▸ **TEXT**:
•••••
The Rachel Nickell Story
Nickell lived in South London with her partner, André Hanscombe, their son and their rescue dog, Molly. According to a 2017 interview Hanscombe and Alex did with The Guardian, Nickell called the family her “little pack.” She had met him when she was 19 and working as a lifeguard, and the couple had been planning to leave Britain for a quieter life abroad.
Alex would later say the morning was seared into his memory. “I remember waking up on the morning it happened, waving goodbye to my father, watching him fire up his bike for work,” he said. He remembered the path in the woodland, a man’s sudden appearance and the stillness after the violence. “That’s what I remember most,” he said, “the particular moment I knew she was gone.”
For investigators, Alex was both a traumatized toddler and the best witness they had. According to The Guardian, he was able to give police a strikingly accurate account of the attacker, including details about his walk, face, bag and clothing.
But the limits of what a child witness could safely provide, and the pressure around the case, soon collided with a police investigation that became dangerously narrow.
Detectives zeroed in on Stagg, then 29, who lived nearby. With no forensic evidence tying him to the murder, police turned to a controversial undercover operation, known as Operation Edzell. A female officer, using the name “Lizzie James,” began corresponding with Stagg in an attempt to draw out a confession. Although Stagg never admitted to killing Nickell, Operation Edzell led to Stagg’s arrest. The operation later became known as a “honeytrap,” and at trial, it collapsed.
In 1994, the case against Stagg was thrown out at the Old Bailey after the judge condemned the police tactics as “deceptive conduct of the grossest kind.” Stagg had spent 13 months in custody and would spend years under a cloud of public suspicion, even after his acquittal.
Robert Napper Pleads Guilty
The case shifted again in 2004 when advances in DNA testing linked Nickell’s murder to Napper, a convicted killer and sex offender already committed at Broadmoor high-security psychiatric hospital. Napper had previously admitted to killing Samantha Bissett, 27, and her 4-year-old daughter, Jazmine, in 1993, as well as other attacks.
In December 2008, Napper pleaded guilty to Nickell’s manslaughter on the grounds of diminished responsibility—the court heard that psychiatrists agreed he had Asperger’s syndrome and paranoid schizophrenia at the time of the killing. Justice Griffiths Williams ordered that Napper be detained indefinitely at Broadmoor, telling him, “You are on any view a very dangerous man.”
•••••
▸ **RAW DATA**:
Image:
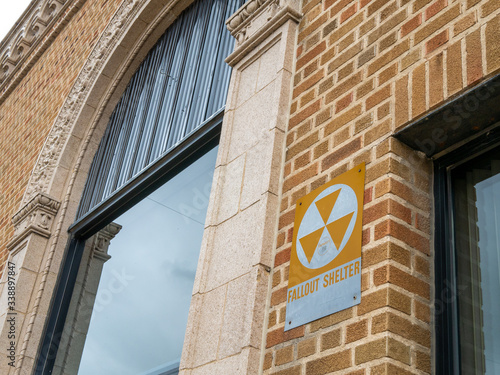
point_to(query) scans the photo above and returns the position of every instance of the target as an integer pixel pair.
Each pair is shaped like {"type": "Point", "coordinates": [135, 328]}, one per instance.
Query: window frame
{"type": "Point", "coordinates": [179, 158]}
{"type": "Point", "coordinates": [447, 358]}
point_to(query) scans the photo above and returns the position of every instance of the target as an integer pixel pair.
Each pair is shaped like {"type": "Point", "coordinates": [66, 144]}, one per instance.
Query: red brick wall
{"type": "Point", "coordinates": [364, 69]}
{"type": "Point", "coordinates": [27, 114]}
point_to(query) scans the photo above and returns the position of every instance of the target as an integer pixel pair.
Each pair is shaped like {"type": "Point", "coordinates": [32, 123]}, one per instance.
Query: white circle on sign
{"type": "Point", "coordinates": [326, 226]}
•••••
▸ **TASKS TO PERFORM**:
A. From the text on the Rachel Nickell case, list every year it gives as a four-digit number, in the order they appear.
B. Write the next part of the text on the Rachel Nickell case, picking up right after its final sentence.

▸ **RESULTS OF THE EXERCISE**:
A. 2017, 1994, 2004, 1993, 2008

B.
‘Absolutely Horrified’
Napper’s plea brought legal closure, but it also sharpened the questions around missed warnings. In 2010, the Independent Police Complaints Commission (IPCC) concluded that the Metropolitan Police had made a “catalogue of bad decisions and errors” that led to missed opportunities to take Napper off the streets before he killed Nickell and the Bissetts.
The IPCC said police failed to sufficiently investigate after Napper’s mother reported that he had confessed to raping a woman on Plumstead Common in 1989 and also eliminated him from an earlier rape inquiry because he was over 6 feet tall.
“Nobody has ever stood up in public and offered an apology to the other people whose lives were so terribly affected by this case,” she said.
André Hanscombe and Alex Nickell Today
For Hanscombe, survival meant leaving. Five months after Nickell’s death, he moved with Alex and Molly to France before later settling in Spain. He told The Guardian that ordinary life in Britain had become impossible, with the press following Alex to dacyare and police wiring their home in case the toddler revealed another detail.
“All the time, you see the headlines, you hear the whispers, everyone’s watching Alex, saying he’ll never recover,” Hanscombe said.
Years later, Alex wrote about the murder and its aftermath in his book, Letting Go: A True Story of Murder, Loss and Survival. He told The Guardian that when he and his father shared their story, people were moved not only by the horror of what happened, but by the fact that they endured it.
“Everyone has challenges and obstacles and fears,” Alex said. “My message is: ‘There’s light at the end of the tunnel.’”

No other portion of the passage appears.